Extracted information section start

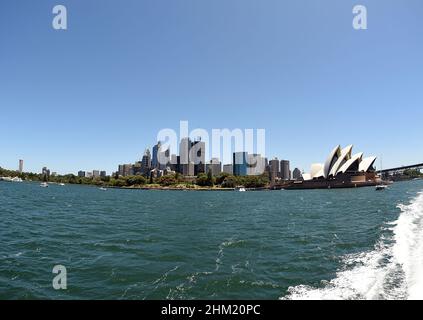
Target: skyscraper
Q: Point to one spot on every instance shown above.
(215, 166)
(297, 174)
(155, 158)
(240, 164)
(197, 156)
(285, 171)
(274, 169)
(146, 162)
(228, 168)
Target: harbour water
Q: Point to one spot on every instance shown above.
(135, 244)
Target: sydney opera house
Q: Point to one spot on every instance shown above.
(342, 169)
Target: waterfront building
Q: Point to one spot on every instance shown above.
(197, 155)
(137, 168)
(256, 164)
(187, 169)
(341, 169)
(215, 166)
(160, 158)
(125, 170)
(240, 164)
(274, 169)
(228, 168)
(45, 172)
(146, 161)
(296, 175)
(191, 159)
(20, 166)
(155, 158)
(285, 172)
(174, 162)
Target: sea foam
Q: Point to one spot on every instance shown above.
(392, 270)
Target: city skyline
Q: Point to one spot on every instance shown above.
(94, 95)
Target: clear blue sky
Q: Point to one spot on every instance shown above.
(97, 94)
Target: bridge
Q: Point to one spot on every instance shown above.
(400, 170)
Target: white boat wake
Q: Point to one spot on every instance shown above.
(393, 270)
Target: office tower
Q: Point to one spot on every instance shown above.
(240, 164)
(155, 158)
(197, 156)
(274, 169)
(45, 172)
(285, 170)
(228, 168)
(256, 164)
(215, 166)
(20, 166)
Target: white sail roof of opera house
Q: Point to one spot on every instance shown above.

Extracted information section end

**Work required**
When copying, output the data exactly and leave out the pictures.

**Final answer**
Target: skyscraper
Q: Point to one spot on every instance shown above.
(215, 166)
(297, 174)
(155, 158)
(240, 164)
(197, 156)
(285, 171)
(274, 169)
(146, 162)
(228, 168)
Target: harbour water
Q: Point to one spot on every instance shown above.
(135, 244)
Target: sydney opera house
Q: Point to one spot on every instance shown above.
(342, 169)
Target: waterfront building
Q: Point to one spot on every instance shown above.
(197, 155)
(137, 168)
(256, 164)
(187, 169)
(341, 169)
(215, 166)
(160, 158)
(125, 170)
(240, 164)
(274, 169)
(228, 168)
(45, 172)
(146, 161)
(296, 175)
(191, 159)
(20, 166)
(155, 158)
(285, 172)
(174, 162)
Target: sea foam
Q: Point to one spot on every instance shown above.
(392, 270)
Target: city skyline
Q: Point to one spot on every instance shown above.
(94, 95)
Target: clear blue sky
Q: Point to one spot on every instance shown above.
(97, 94)
Target: bridge
Q: Point to one spot on every instance shown above.
(400, 170)
Target: white boat wake
Q: Point to one spot on every instance shown above.
(393, 270)
Target: office tower
Q: Point to one spot on every instance shown above.
(240, 164)
(155, 158)
(197, 156)
(274, 169)
(45, 172)
(285, 170)
(228, 168)
(256, 164)
(215, 166)
(20, 166)
Target: white sail roof of opera house
Q: Point to one spot on every instance shown above.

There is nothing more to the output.